(Entries supplied begins)

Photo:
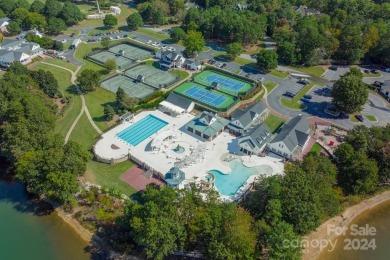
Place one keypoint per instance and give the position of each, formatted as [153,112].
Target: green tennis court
[132,87]
[227,84]
[131,52]
[152,76]
[200,94]
[121,62]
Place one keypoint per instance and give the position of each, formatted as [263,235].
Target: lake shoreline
[343,220]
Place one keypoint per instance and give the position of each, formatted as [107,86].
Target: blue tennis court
[205,96]
[225,82]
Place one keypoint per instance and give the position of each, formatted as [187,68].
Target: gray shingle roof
[294,133]
[246,115]
[179,101]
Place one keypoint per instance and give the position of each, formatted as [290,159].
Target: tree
[105,42]
[109,112]
[52,8]
[37,7]
[178,34]
[134,21]
[110,20]
[71,13]
[233,50]
[193,43]
[267,59]
[55,25]
[349,94]
[110,64]
[88,80]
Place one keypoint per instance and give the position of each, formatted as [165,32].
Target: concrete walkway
[84,108]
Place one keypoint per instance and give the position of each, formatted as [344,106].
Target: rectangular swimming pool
[139,131]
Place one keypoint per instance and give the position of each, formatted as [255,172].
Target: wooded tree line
[51,16]
[27,137]
[346,31]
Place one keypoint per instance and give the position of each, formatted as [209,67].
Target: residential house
[385,89]
[207,125]
[242,120]
[175,105]
[255,141]
[292,138]
[304,11]
[170,59]
[18,51]
[3,24]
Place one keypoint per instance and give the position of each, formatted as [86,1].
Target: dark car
[360,118]
[289,94]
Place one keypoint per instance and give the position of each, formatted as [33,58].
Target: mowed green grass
[274,122]
[295,102]
[109,175]
[84,133]
[96,101]
[61,63]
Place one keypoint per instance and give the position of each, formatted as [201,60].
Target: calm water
[30,233]
[377,217]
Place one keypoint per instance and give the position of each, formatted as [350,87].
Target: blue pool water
[141,130]
[228,184]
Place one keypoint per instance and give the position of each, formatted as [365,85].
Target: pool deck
[223,144]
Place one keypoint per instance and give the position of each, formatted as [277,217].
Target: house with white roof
[18,51]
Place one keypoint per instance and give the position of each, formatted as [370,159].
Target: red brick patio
[135,177]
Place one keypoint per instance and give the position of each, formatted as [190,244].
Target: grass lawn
[270,85]
[371,118]
[181,73]
[61,63]
[314,70]
[84,133]
[66,119]
[96,101]
[316,148]
[294,103]
[154,34]
[108,175]
[279,74]
[274,122]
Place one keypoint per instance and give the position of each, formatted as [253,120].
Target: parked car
[289,94]
[360,118]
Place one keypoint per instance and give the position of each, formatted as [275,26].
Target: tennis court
[226,83]
[131,52]
[132,87]
[152,76]
[121,62]
[200,94]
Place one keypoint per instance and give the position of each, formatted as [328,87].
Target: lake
[29,230]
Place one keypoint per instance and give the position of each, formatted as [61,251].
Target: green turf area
[371,118]
[108,175]
[316,148]
[84,133]
[270,85]
[274,122]
[61,63]
[201,79]
[314,70]
[279,74]
[230,100]
[295,102]
[62,76]
[153,34]
[96,100]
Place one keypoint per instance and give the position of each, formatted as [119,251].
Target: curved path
[84,108]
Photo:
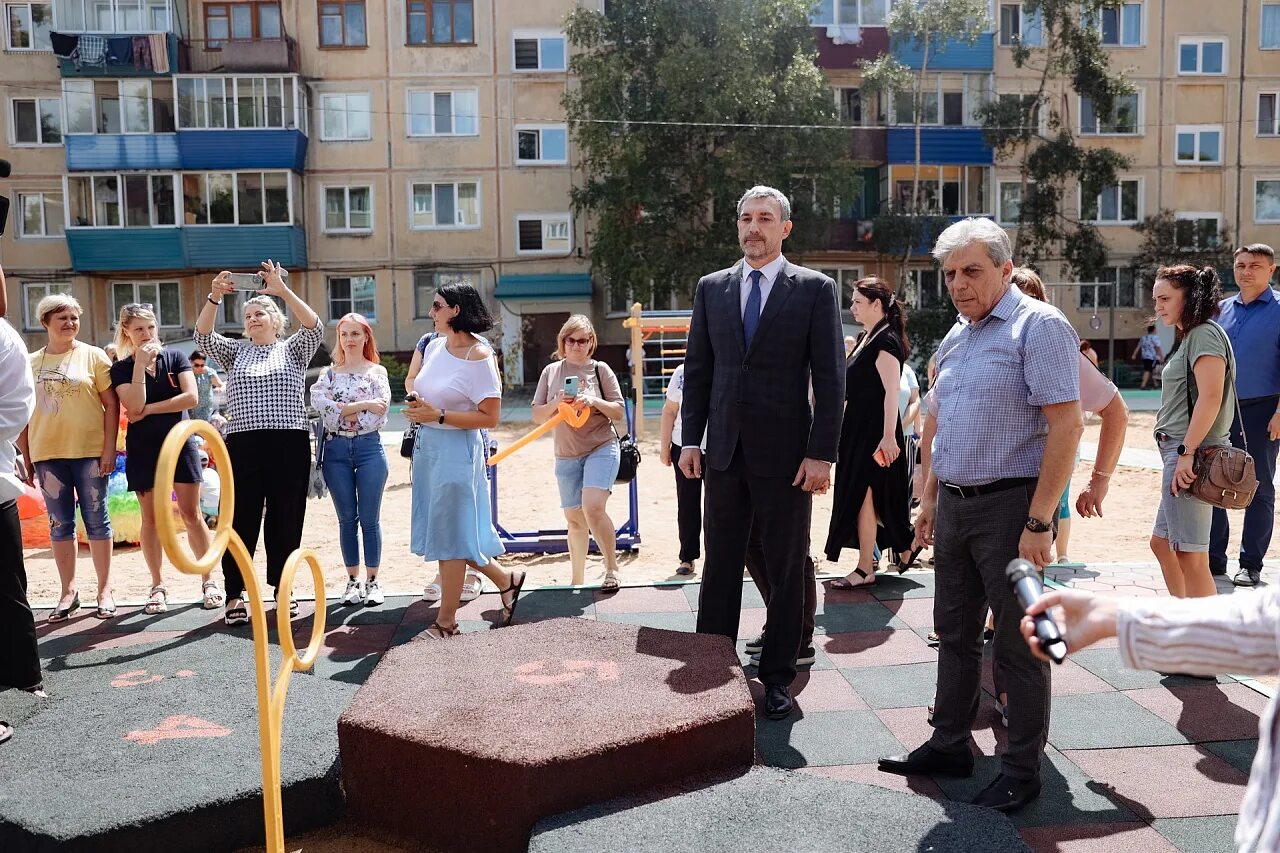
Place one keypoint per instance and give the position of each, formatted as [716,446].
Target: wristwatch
[1036,525]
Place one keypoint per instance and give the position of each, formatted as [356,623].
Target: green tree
[1061,41]
[679,106]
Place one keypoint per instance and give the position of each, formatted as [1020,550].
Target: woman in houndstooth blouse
[268,434]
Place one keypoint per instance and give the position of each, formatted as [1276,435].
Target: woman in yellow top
[71,441]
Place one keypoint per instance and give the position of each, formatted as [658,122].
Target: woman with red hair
[352,398]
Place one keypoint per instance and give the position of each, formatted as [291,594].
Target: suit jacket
[760,396]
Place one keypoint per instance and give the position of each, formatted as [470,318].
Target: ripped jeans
[67,482]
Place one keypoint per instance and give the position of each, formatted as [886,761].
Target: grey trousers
[974,539]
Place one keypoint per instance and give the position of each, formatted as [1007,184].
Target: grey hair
[766,192]
[974,231]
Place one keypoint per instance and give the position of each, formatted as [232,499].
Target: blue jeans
[67,482]
[355,470]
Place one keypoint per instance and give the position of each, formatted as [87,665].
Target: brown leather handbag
[1224,474]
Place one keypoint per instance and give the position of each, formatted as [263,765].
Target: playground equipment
[658,343]
[270,698]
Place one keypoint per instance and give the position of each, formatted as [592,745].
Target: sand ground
[529,501]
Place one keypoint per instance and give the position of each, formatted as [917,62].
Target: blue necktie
[752,318]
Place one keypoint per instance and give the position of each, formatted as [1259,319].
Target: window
[1198,231]
[1120,203]
[342,23]
[426,282]
[352,295]
[1266,200]
[538,51]
[1198,144]
[440,22]
[544,235]
[164,299]
[36,121]
[1123,119]
[40,214]
[237,199]
[443,113]
[542,144]
[1020,26]
[1202,56]
[444,205]
[849,13]
[346,118]
[1112,282]
[241,22]
[348,209]
[30,24]
[1269,37]
[1269,114]
[31,295]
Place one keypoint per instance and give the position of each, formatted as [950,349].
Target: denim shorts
[67,482]
[597,470]
[1183,520]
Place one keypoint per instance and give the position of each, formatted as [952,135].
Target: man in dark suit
[762,331]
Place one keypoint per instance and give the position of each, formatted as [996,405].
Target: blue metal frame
[556,541]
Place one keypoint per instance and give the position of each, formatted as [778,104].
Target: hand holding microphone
[1028,591]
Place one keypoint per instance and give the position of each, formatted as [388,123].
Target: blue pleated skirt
[451,497]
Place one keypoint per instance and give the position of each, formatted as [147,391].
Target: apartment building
[375,147]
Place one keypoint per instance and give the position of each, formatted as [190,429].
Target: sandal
[442,632]
[508,611]
[844,583]
[63,614]
[158,601]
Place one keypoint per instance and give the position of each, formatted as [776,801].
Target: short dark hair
[1202,291]
[472,315]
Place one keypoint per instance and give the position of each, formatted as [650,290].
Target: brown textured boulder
[465,743]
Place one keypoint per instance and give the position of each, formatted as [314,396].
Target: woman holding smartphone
[586,459]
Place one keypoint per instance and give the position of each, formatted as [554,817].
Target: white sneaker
[353,594]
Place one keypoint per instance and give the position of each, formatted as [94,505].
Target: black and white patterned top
[265,383]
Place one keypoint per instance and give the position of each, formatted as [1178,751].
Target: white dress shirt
[17,402]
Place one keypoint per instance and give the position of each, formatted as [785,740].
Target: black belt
[988,488]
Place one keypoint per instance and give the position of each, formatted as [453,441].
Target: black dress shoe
[927,761]
[1008,794]
[777,701]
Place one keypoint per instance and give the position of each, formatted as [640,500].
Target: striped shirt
[1237,633]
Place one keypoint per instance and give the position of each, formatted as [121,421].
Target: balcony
[240,55]
[113,250]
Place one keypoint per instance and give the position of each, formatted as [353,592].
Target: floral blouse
[334,389]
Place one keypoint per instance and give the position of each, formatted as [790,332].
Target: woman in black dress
[872,491]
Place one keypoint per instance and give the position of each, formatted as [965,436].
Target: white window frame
[1139,123]
[453,113]
[540,159]
[545,218]
[32,323]
[538,35]
[433,185]
[1197,129]
[1269,178]
[1120,181]
[19,214]
[1200,41]
[346,109]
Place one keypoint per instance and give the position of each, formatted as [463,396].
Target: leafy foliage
[667,114]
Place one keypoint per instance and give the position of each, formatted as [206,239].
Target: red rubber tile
[1208,712]
[1097,838]
[1165,781]
[876,648]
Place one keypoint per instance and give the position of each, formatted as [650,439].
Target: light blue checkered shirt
[993,377]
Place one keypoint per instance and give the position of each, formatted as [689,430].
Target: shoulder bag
[1224,474]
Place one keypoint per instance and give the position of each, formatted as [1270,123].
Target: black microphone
[1028,589]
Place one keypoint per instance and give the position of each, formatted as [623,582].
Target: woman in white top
[456,395]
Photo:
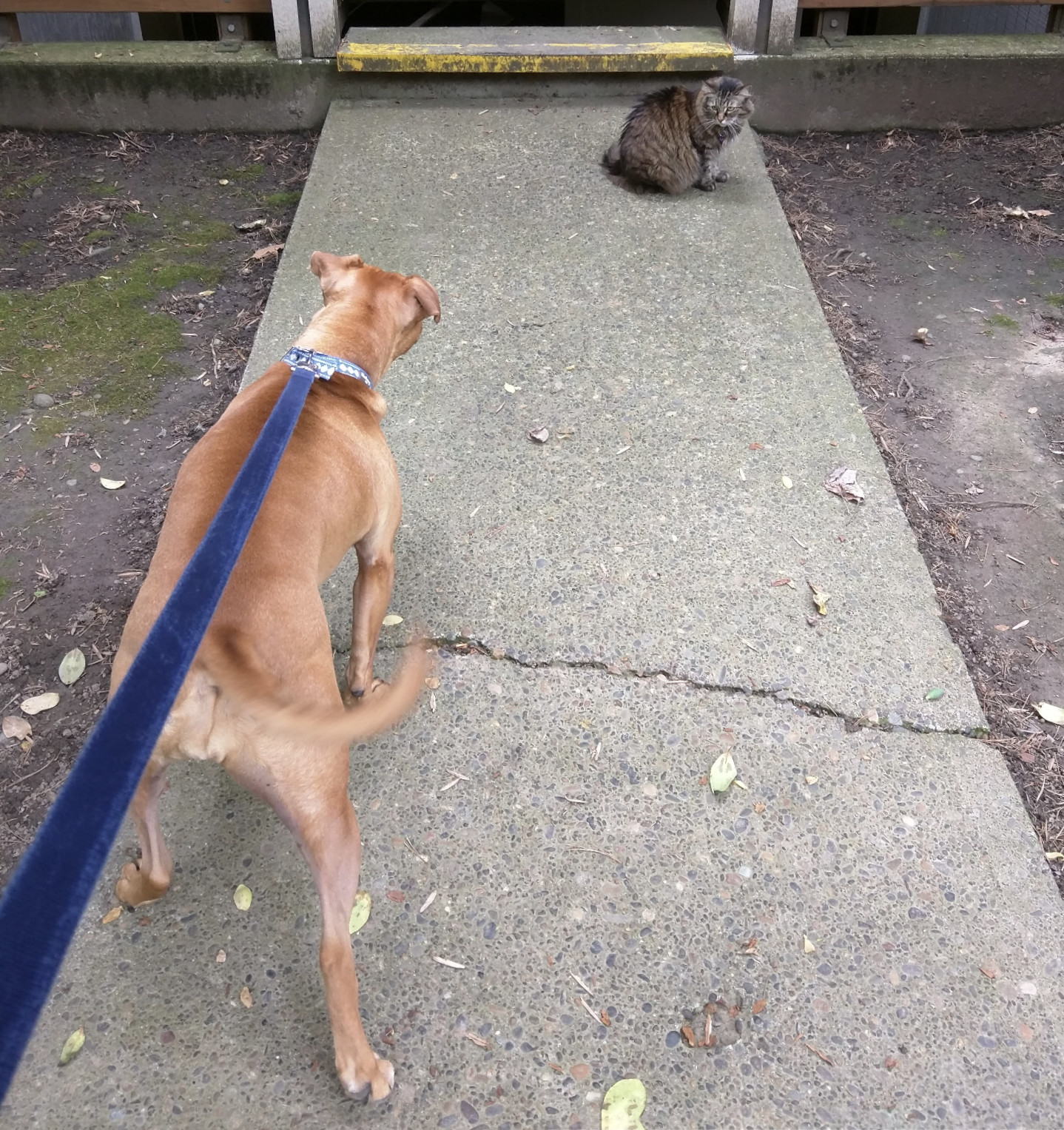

(Entries supplied ends)

## Assigned task:
Drop the pictures and set down the data above exactly.

## Output for this exercise:
Photo:
Place one keypoint per instance and give the position of each, formatted as [153,112].
Target: green tennis court
[132,87]
[227,84]
[131,52]
[152,76]
[200,94]
[121,62]
Place one keypoint per instance and give the position of each, formatted as [263,235].
Target: lake shoreline
[343,220]
Place one keypoint per instance and give the position of each, formatted as [107,86].
Target: blue tennis court
[205,96]
[225,82]
Place one keypoint per instance and give the position of each, formatted as [187,68].
Target: gray shingle roof
[294,133]
[246,115]
[179,101]
Place one keypoint per instance and give the position of each, formatted as [290,159].
Target: tree
[105,42]
[109,112]
[52,8]
[37,7]
[178,34]
[134,21]
[110,20]
[71,13]
[233,50]
[193,43]
[267,59]
[55,25]
[349,94]
[110,64]
[88,80]
Place one keypoint per instance and give the position of each, formatted as [165,32].
Target: concrete walkway
[84,108]
Place one keypoint per instance and give the position of each, formatted as [344,106].
Target: rectangular swimming pool
[139,131]
Place one keypoint per instance and give the position of each, formatted as [255,172].
Target: wooded tree line
[51,16]
[27,137]
[346,31]
Place one keypoint per instance and give the position of each, formatted as [209,67].
Target: residential house
[385,89]
[207,125]
[242,120]
[175,105]
[255,141]
[292,138]
[304,11]
[170,59]
[18,51]
[3,24]
Place one keypoint per instance and give the position of each, formatted as [86,1].
Target: dark car
[360,118]
[289,94]
Place one keypoint per instance and give the position of each, formatted as [33,58].
Target: mowed green grass
[274,122]
[295,102]
[109,175]
[84,133]
[96,101]
[61,63]
Place one keypoint per instance and give the position of each, formatted as [201,60].
Target: calm water
[30,233]
[377,217]
Place one keypoint per instance and give the position of each, formatted as [350,87].
Target: blue pool water
[141,130]
[228,184]
Place one keypoint per instance and give the position of each, formatted as [365,85].
Target: pool deck
[223,144]
Place one keypoint per instance and give the position of each, formatted as [277,217].
Target: house with white roof
[18,51]
Place one keypoint per instance and give the position of each, formatted as [370,159].
Target: red brick patio
[135,177]
Place one keypoint per instance and give the position of each, formatted as [190,244].
Target: grass lawn
[270,85]
[371,118]
[181,73]
[61,63]
[314,70]
[84,133]
[66,119]
[96,101]
[316,148]
[294,103]
[154,34]
[108,175]
[279,74]
[274,122]
Place one keypoint per instance and give the position of each, formatted as [253,120].
Target: parked car
[289,94]
[360,118]
Place one keypoint per instance and give the position of each, formatted as [275,26].
Target: tennis court
[226,83]
[131,52]
[132,87]
[152,76]
[121,62]
[200,94]
Place one keypoint per instance and give the position of each, formatted as [328,87].
Target: lake
[29,230]
Place one keypoint per instance and give the position of each, formatted as [61,251].
Target: green turf area
[371,118]
[108,175]
[316,148]
[84,133]
[270,85]
[274,122]
[61,63]
[201,79]
[314,70]
[279,74]
[230,100]
[295,102]
[62,76]
[153,34]
[96,100]
Place one keypoint per instance and give the position of each, formatted as [119,251].
Target: curved path
[84,108]
Photo:
Place one keypoint per instance and give the position of each, formatted as [716,446].
Target: wristwatch
[1036,525]
Place one keypoint per instance and give the position of each, formatted as [356,623].
Target: green tree
[1061,41]
[679,106]
Place one keypoint per instance and give the position of each, formatted as [1020,550].
Target: woman in houndstooth blouse
[268,434]
Place one keypoint per instance and give the position of each, formatted as [1276,435].
Target: woman in yellow top
[71,441]
Place one keypoint per instance and give the position of each, formatted as [658,122].
Target: woman with red hair
[352,398]
Place one keypoint per instance and give the position of each, formatted as [291,594].
Target: suit jacket
[760,396]
Place one keypoint per instance and give the position of each, formatted as [470,318].
Target: ripped jeans
[67,482]
Place one keypoint per instance and give the position of each, formatted as [886,761].
Target: grey trousers
[974,539]
Place one keypoint per instance and give the position of each, formatted as [1007,184].
Target: grey hair
[766,192]
[974,231]
Place one keypoint per instance and give the position of each, formatted as [232,499].
Target: blue jeans
[67,482]
[355,470]
Place one keypoint per instance and give the position of each, formatted as [87,665].
Target: brown leather handbag
[1224,474]
Place one keypoint per instance and give the position of each, formatted as [263,765].
Target: playground equipment
[658,343]
[270,698]
Place one keypoint per instance and give the position of each, formatted as [592,745].
Target: sand ground
[529,501]
Place one keypoint per instance and give the position of each, formatted as [917,62].
Target: blue necktie
[752,318]
Place one keypoint per instance and give the position of each, formatted as [1259,319].
Target: window
[1198,231]
[1120,203]
[342,23]
[426,282]
[352,295]
[1266,200]
[538,51]
[1198,144]
[440,22]
[544,235]
[164,299]
[36,121]
[1123,119]
[40,214]
[237,199]
[443,113]
[542,144]
[1020,26]
[1202,56]
[444,205]
[849,13]
[346,118]
[1112,282]
[241,22]
[348,209]
[30,24]
[1269,37]
[1269,114]
[31,295]
Place one keypoint per instance and give the position of each, formatted as [950,349].
Target: denim shorts
[67,482]
[597,470]
[1183,520]
Place one keypoint per instance and give the position of each, formatted as [952,135].
Target: man in dark suit
[762,331]
Place one keypoint per instance and give the position of each, formatted as [996,405].
Target: blue metal frame
[556,541]
Place one keypoint per instance and give the position of each, formatted as [778,104].
Target: hand holding microphone
[1028,591]
Place one keypoint per instance and give the position of each, formatted as [388,123].
Target: blue pleated skirt
[451,497]
Place one keypoint per instance and give the position of each, formatted as [147,391].
Target: apartment building
[375,147]
Place one keypoint per instance and give the position of each, formatted as [190,429].
Target: sandal
[442,632]
[508,611]
[844,583]
[63,614]
[158,601]
Place one keypoint per instance and give the position of each, formatted as [776,801].
Target: short dark hair
[1202,291]
[472,315]
Place one keypoint per instance and give the position of each, formatted as [650,290].
Target: brown textured boulder
[465,743]
Place one keypoint per instance and give the position of each, formatted as [314,396].
Target: woman holding smartphone
[586,459]
Place one keypoint per instance and give the position of each, formatted as [554,817].
Target: white sneaker
[353,594]
Place one keypoint per instance and give the position of each, formatted as [94,505].
Target: black and white patterned top
[265,383]
Place one keypoint per instance and give the position of each, formatted as [1178,751].
Target: white dress shirt
[17,402]
Place one keypoint per instance and give the position of each, formatted as [785,740].
Target: black belt
[988,488]
Place one keypoint per instance and give the position of each, formatted as [453,441].
Target: black dress shoe
[927,761]
[1008,794]
[777,701]
Place one keypoint per instance and give the position of each, formatted as [640,500].
Target: striped shirt
[1237,633]
Place one keypoint per instance and give the position of each, formatted as [121,421].
Target: balcony
[240,55]
[113,250]
Place one keypoint per instance and give the position of each, formatted as [353,592].
Target: floral blouse
[334,389]
Place one keypoint per instance and give the position of each, formatted as [790,332].
Target: woman in black dress
[872,491]
Place one keypoint per instance and give the position of each, formatted as [965,436].
Target: white window frame
[1139,123]
[453,113]
[540,159]
[545,218]
[32,323]
[538,35]
[433,185]
[1197,129]
[1269,178]
[1120,181]
[19,214]
[1200,41]
[346,109]
Place one keypoint per instance and give the position of each, formatted as [463,396].
Target: leafy foliage
[667,114]
Place one keypoint per instance and give the position of each, formatted as [206,239].
Target: red rubber tile
[1208,712]
[1097,838]
[1165,781]
[876,648]
Place one keypoint per instance and give the position of each, formatted as [650,439].
Target: light blue checkered shirt
[993,377]
Place one keypoint per instance and give the position of each, formatted as [689,430].
Target: shoulder bag
[1224,474]
Place one keypoint per instance and give the position of each, formatted as [1270,123].
Target: black microphone
[1028,589]
Place one keypoint per instance and give the position of each, formatted as [623,582].
Target: woman in white top
[456,395]
Photo:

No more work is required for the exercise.